- [Task goal]:
Starting with the line that contains "Can you see the mountain peak?", give again exactly and only each line through the end of the records; include the last line and exclude pictures.

■ ■ ■ ■

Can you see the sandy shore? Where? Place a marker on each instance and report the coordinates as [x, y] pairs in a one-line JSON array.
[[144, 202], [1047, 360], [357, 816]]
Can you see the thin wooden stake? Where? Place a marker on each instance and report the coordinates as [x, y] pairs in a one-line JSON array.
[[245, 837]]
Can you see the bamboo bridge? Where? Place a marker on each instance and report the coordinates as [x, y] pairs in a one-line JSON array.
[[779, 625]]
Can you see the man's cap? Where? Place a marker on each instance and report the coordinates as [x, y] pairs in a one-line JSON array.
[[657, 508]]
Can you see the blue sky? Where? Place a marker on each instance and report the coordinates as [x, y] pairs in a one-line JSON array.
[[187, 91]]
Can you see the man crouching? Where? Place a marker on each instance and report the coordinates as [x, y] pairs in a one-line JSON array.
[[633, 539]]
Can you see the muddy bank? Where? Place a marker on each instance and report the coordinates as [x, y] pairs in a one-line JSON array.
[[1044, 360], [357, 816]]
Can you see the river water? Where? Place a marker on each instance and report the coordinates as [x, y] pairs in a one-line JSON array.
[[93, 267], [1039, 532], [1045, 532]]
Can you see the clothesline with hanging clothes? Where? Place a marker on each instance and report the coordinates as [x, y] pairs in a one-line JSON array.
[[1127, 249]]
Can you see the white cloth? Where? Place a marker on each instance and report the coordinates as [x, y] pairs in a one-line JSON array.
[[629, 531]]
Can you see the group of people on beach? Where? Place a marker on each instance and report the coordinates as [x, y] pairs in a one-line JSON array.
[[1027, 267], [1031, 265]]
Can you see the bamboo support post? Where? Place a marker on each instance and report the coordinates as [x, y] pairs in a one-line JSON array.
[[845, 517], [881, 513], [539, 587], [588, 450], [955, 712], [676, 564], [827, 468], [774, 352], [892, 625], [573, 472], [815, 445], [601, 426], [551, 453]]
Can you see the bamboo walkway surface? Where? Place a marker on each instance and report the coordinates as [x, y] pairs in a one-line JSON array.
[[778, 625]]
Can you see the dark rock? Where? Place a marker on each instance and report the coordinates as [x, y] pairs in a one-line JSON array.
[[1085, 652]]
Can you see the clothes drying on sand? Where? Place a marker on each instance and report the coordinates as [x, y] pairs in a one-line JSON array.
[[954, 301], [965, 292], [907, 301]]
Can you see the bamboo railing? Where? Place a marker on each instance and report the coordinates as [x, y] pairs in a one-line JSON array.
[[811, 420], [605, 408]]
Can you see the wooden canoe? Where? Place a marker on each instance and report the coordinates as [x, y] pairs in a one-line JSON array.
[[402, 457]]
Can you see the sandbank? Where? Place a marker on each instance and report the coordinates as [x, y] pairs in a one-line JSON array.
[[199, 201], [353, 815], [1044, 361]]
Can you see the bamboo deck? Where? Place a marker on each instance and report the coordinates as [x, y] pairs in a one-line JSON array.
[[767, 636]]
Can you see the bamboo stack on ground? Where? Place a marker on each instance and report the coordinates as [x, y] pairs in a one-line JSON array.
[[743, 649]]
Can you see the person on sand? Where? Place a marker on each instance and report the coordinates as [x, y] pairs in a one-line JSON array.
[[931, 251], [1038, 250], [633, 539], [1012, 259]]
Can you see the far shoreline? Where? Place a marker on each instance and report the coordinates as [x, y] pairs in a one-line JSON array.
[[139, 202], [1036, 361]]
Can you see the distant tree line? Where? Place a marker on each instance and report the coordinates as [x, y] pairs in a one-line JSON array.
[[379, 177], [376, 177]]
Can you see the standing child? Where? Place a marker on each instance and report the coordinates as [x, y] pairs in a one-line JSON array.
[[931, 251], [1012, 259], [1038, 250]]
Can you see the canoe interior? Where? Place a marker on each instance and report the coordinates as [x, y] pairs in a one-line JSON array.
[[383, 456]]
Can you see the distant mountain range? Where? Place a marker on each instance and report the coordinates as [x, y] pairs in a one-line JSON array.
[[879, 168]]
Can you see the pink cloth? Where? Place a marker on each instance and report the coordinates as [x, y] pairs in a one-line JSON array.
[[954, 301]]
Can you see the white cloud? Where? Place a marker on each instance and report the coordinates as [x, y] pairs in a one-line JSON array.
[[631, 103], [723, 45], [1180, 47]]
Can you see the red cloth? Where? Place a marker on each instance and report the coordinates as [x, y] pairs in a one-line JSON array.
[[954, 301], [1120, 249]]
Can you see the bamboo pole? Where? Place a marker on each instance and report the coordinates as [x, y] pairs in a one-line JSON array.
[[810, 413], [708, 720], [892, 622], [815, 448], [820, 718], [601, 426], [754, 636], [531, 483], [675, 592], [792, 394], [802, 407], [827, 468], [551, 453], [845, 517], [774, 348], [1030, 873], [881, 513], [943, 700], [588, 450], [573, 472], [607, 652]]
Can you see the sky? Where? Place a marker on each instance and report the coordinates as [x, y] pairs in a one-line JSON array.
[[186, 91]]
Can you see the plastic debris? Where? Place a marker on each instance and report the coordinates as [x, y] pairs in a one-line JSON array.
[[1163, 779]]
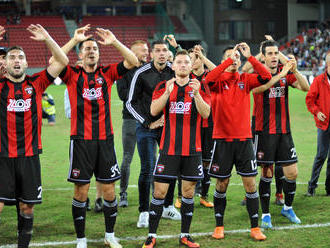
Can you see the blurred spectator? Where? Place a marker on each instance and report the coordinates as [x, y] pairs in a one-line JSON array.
[[311, 50]]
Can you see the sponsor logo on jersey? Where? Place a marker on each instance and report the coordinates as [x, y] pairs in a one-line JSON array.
[[29, 90], [160, 168], [277, 92], [180, 108], [19, 105], [75, 173], [92, 94], [241, 85], [99, 81], [215, 167]]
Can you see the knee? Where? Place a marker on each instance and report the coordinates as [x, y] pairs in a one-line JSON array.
[[222, 184]]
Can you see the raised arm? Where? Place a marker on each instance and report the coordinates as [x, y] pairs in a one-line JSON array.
[[202, 107], [60, 58], [108, 38]]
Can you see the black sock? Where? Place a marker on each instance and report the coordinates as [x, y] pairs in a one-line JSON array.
[[179, 187], [264, 191], [187, 210], [25, 234], [252, 205], [155, 212], [289, 189], [220, 202], [79, 217], [205, 183], [279, 176], [110, 214], [170, 194]]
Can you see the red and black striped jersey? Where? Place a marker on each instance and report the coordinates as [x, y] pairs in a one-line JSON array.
[[271, 108], [21, 115], [201, 78], [90, 99], [181, 133]]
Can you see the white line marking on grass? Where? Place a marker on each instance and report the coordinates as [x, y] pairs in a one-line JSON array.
[[135, 186], [60, 243]]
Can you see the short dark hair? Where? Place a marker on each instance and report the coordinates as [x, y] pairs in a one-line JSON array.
[[158, 42], [267, 43], [82, 43], [15, 48], [226, 49]]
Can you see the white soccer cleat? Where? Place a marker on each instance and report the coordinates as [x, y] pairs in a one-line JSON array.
[[82, 243], [171, 213], [143, 221], [111, 241]]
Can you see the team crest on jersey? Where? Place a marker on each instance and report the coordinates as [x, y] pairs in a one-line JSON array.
[[160, 168], [75, 173], [99, 81], [93, 93], [19, 105], [180, 107], [29, 90], [241, 85], [215, 167], [260, 155]]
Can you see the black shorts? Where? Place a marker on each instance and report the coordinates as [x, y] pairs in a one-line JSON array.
[[275, 148], [226, 154], [20, 179], [169, 167], [93, 156], [207, 143]]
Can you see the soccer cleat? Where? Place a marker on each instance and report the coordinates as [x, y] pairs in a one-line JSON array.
[[257, 234], [205, 202], [178, 202], [81, 243], [266, 222], [98, 206], [243, 202], [219, 232], [171, 213], [88, 205], [143, 221], [150, 242], [111, 241], [123, 202], [187, 241], [290, 214], [279, 199]]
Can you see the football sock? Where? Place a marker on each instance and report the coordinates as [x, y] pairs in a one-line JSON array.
[[25, 234], [252, 205], [279, 176], [205, 183], [289, 189], [187, 210], [110, 214], [79, 217], [220, 202], [170, 194], [155, 212], [264, 191]]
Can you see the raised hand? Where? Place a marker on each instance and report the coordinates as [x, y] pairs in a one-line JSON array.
[[108, 38], [170, 85], [2, 31], [38, 32], [171, 39], [245, 49], [79, 34], [195, 85]]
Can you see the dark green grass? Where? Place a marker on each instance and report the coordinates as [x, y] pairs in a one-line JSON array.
[[53, 221]]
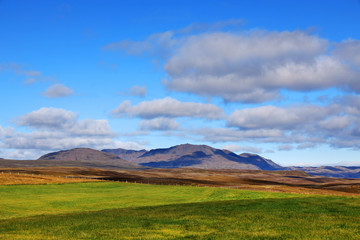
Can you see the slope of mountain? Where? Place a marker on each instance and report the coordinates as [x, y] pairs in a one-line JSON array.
[[199, 156], [331, 171], [125, 154], [78, 157]]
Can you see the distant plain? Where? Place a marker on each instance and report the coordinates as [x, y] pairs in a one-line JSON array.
[[120, 210]]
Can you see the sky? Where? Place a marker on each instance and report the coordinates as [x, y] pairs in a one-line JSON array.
[[275, 78]]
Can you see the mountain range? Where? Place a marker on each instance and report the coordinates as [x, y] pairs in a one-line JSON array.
[[194, 156], [180, 156]]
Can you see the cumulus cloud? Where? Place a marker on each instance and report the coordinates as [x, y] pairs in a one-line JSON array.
[[30, 76], [57, 129], [169, 108], [139, 91], [293, 127], [48, 118], [250, 66], [272, 117], [58, 90], [160, 124]]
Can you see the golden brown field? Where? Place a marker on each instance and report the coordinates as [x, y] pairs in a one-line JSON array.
[[278, 181]]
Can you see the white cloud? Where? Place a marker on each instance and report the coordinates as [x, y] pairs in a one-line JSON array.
[[30, 76], [161, 124], [48, 118], [139, 91], [272, 117], [250, 66], [238, 148], [57, 129], [169, 108], [58, 90]]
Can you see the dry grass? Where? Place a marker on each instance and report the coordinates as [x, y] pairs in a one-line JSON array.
[[19, 179], [276, 181]]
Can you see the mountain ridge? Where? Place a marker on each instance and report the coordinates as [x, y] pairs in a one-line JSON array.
[[197, 156]]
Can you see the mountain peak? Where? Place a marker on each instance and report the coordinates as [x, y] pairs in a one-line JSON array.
[[197, 156]]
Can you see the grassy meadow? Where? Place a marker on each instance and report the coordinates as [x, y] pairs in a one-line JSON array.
[[110, 210]]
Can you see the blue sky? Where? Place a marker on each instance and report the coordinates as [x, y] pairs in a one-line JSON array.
[[277, 78]]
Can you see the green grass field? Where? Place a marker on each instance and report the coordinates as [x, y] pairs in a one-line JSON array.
[[108, 210]]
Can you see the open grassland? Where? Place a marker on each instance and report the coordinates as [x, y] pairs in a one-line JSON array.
[[110, 210], [279, 181], [28, 200]]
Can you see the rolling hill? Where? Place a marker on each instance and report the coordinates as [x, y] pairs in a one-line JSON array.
[[77, 157]]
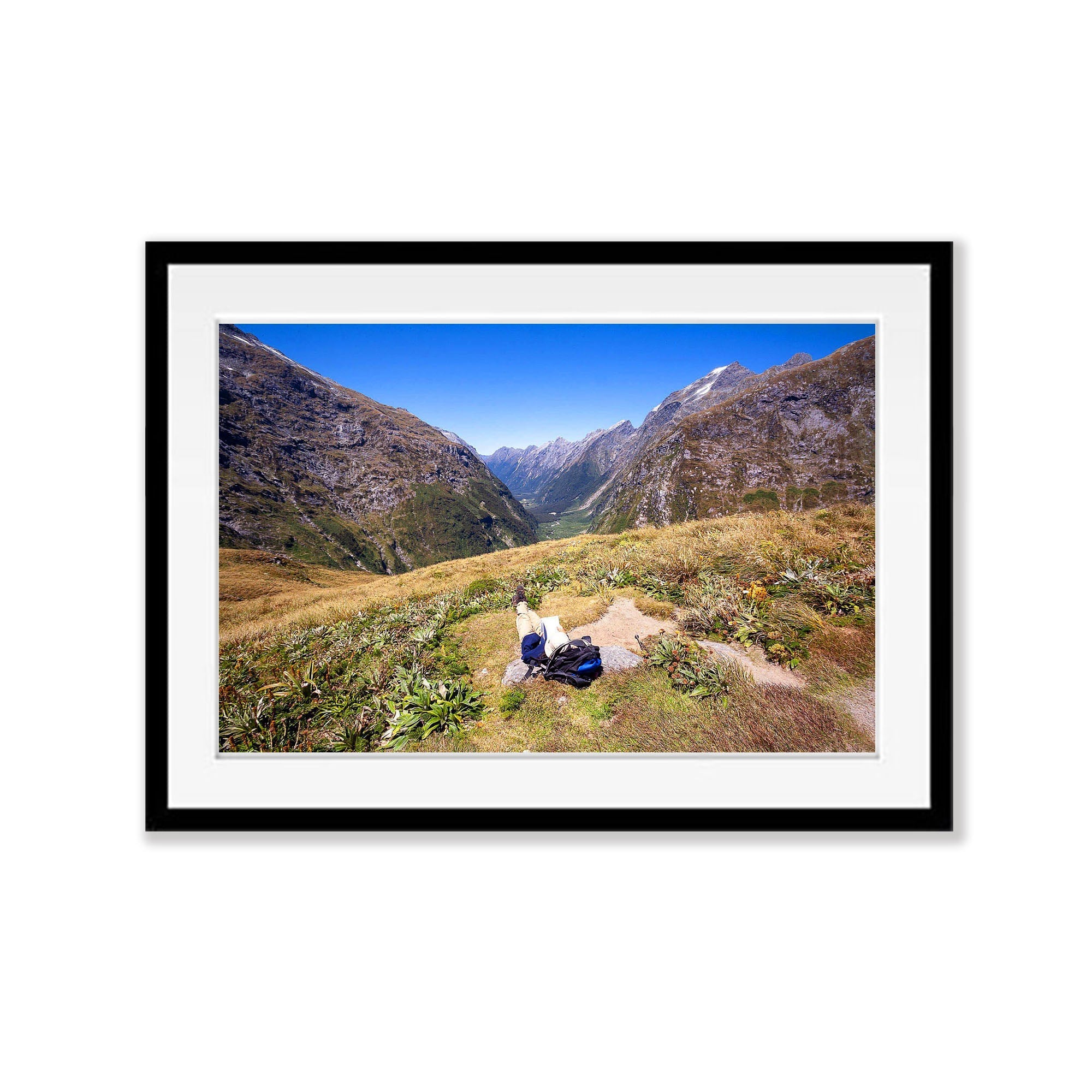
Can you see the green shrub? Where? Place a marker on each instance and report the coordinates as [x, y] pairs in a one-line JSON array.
[[483, 587], [512, 701]]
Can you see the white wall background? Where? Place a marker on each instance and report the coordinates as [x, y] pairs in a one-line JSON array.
[[494, 963]]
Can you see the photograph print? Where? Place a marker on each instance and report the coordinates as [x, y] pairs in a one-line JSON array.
[[532, 539]]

■ ■ ■ ■

- [Your solution]:
Can you see the mountain peak? Where? Place a marker on each instance and report the coordinates as [x, y] pairs in a one-line JSON array.
[[197, 156]]
Can you see the grassy meadow? Where? Place a marker on each instance and report the coordinates as [x, y] pairs in a one-line JSON array.
[[110, 210]]
Can you see the blue sky? Where? Place a marker on each instance and report the coordinates as [x, y] pairs in a one-line JSON array.
[[277, 78]]
Can you see the green grass field? Where? Place a marker on each instance and report the coordinates as [x, y] pairs in a one-line JSON array.
[[108, 210]]
Can you see the open grassland? Where? Place a marker on each instance and report the coordinates as [x, y] pairs in a one-line JSON array.
[[110, 210], [279, 181], [28, 200]]
Can you see the rolling hill? Where? Place a marker on each instance and report the coordinates as [x, y] pairs in a one-line JSON array.
[[77, 157]]
Can you see the green shrub? Where? Place a marker on each instance and report the coordinates as [x, y] pairs in a one-line JSON array.
[[483, 587], [512, 701]]
Can you see the white wall background? Where? Place a marker on each instance and report the coordinates as [x, y] pairs in a one-line JSON array.
[[494, 963]]
Can you see the photograph print? Where? Place a marker on each instance and report the coordinates as [x, y] pairs in a one-line JSON array.
[[532, 539]]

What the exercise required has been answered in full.